> **EXTRACT**:
>> start
One theory about publicity holds that “all publicity is good publicity” and that there is no such thing as bad publicity; the only bad thing is no publicity. Irish writer Brendan Behan (1923-1964) had many scrapes with the law and addressed his bad publicity in December 1960:
 
“There’s no bad publicity except an obituary notice.”
 
The saying was recalled at Behan’s death in 1964 and is still cited today.
 
 
Wikiquote: Brendan Behan
Brendan Francis Behan (9 February 1923 - 20 March 1964) was an Irish poet, short story writer, novelist and playwright who wrote in both Irish and English.
 
General
There’s no bad publicity except an obituary.
. As quoted in The World of Brendan Behan (1966) by Sean McCann, p. 56
. Variant: There’s no bad publicity except an obituary notice.
 
Google Books
The Yale Book of Quotations
Edited by Fred R. Shapiro
New Haven, CT: Yale University Press
2006
Pg. 51:
Brendan Behan
Irish playwright, 1923-1964
“All publicity is good, except an obituary notice.”
Quoted in Sunday Express (London), 5 Jan. 1964
 
22 December 1960, Pasadena (CA) Independent, “One-Minute Newspaper,” pg. 2, col. 8:
No Place Like It. Irish playwright Brendan Behan, back in Dublin after three months in Canada and New York, said yesterday Americans are conceited, but added “there’s no place like Broadway.” Expounding on something with which he is familiar, Behan said, “There’s no bad publicity except an obituary notice.”
>> end
> **EXERCISE DATA**:
>> start
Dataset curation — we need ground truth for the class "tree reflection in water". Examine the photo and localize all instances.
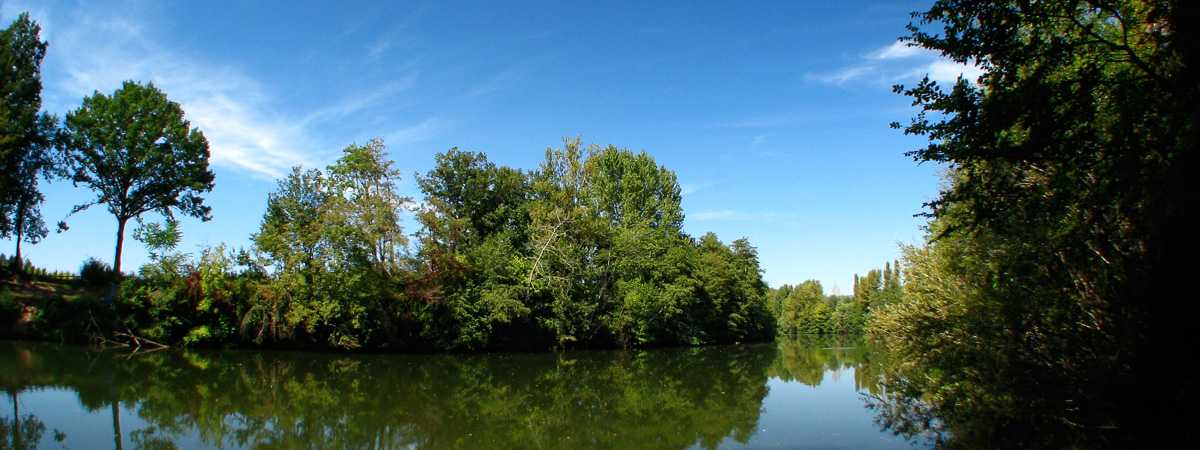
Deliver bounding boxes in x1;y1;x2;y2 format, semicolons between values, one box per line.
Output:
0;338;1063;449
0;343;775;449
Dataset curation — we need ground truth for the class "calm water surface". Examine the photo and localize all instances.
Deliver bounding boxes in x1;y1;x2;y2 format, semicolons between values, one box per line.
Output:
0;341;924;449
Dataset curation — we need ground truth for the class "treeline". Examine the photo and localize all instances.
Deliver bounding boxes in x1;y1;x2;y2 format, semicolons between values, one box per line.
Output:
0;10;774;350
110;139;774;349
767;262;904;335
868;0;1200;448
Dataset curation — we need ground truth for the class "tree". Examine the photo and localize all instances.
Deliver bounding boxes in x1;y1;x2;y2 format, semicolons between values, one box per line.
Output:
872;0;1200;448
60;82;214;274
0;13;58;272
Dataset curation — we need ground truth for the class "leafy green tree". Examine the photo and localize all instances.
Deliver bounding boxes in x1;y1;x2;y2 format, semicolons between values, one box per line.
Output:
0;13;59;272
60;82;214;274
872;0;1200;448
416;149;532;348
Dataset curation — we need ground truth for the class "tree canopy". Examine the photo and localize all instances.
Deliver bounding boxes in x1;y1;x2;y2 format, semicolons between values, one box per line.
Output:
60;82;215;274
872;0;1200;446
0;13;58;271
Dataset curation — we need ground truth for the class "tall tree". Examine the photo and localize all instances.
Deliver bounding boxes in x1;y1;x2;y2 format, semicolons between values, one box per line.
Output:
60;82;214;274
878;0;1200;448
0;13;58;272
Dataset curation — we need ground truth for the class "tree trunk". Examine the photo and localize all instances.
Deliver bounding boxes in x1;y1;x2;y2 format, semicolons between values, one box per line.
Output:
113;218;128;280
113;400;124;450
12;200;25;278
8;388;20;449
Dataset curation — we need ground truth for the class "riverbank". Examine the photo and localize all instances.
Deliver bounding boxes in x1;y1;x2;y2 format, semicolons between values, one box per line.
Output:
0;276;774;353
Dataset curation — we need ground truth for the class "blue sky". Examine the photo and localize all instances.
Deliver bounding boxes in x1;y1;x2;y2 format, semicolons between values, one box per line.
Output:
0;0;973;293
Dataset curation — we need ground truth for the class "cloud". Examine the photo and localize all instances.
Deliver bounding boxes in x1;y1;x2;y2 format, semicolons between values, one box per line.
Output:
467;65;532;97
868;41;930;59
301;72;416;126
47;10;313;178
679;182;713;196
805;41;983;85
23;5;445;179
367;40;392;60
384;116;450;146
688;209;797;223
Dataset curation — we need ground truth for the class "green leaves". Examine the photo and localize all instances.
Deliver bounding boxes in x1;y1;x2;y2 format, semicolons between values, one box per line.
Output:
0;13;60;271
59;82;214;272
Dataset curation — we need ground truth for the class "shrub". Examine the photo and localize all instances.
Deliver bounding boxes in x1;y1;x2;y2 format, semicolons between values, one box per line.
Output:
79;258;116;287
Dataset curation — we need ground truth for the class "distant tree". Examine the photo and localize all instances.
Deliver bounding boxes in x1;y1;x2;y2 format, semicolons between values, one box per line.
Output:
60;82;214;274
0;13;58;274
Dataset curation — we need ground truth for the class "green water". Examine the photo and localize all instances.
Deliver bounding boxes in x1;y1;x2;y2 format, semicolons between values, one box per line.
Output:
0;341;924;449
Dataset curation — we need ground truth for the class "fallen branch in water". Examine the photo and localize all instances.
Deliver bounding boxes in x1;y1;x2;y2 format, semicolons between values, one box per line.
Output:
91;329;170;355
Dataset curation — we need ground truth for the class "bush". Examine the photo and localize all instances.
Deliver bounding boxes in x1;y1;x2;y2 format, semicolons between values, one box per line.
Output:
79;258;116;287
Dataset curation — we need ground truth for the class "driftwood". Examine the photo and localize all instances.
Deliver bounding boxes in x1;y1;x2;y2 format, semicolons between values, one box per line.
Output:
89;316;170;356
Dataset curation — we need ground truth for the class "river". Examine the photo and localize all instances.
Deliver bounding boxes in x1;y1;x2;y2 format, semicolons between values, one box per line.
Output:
>> end
> **WRITTEN TASK 1**: Scale the records from their start through the line holding "0;343;775;449", inclusive. Give only those lines again, requests included, with every bounding box coordinate in the answers multiplied by 2.05 and rounded to a whole number, halves up, and leave the picture out.
> **WRITTEN TASK 2**: Carry on the piece about Brendan Behan's remark on bad publicity from the point where it stops.

> **EXERCISE OUTPUT 1**:
Dataset curation — we need ground truth for the class "tree reflection in water". Examine the photo and localize all instances.
Deliver bounding boxes in x1;y1;x2;y2 format, semicolons between values, one box per line.
Output:
0;693;2179;920
0;703;1589;920

> **EXERCISE OUTPUT 2**:
 
22 December 1960, Dallas (TX) Morning News, “People” (Compiled from Wire Reports), sec. 1, pg. 2, col. 1:
“THERE’S no bad publicity except an obituary notice,” noted Irish playwright Brendan Behan in Dublin, Ireland.
 
14 January 1964, Aberdeen (SD) American-News, “Earl Wilson’s New York,” pg. 4, col. 5:
EARL’S PEARLS: “Any publicity is good publicity, as long as it isn’t an obituary notice.”—Brendan Behan.
 
Google News Archive
21 March 1964, Lodi (CA) News-Sentinel, “Death Claims Poet Behan” (UPI), pg. 1, cols. 4-5:
Behan, an Irish rebel who had been in and out of many jails in frequent scrapes with police, shrugged off the publicity with the observation, “There’s no bad publicity except an obituary.”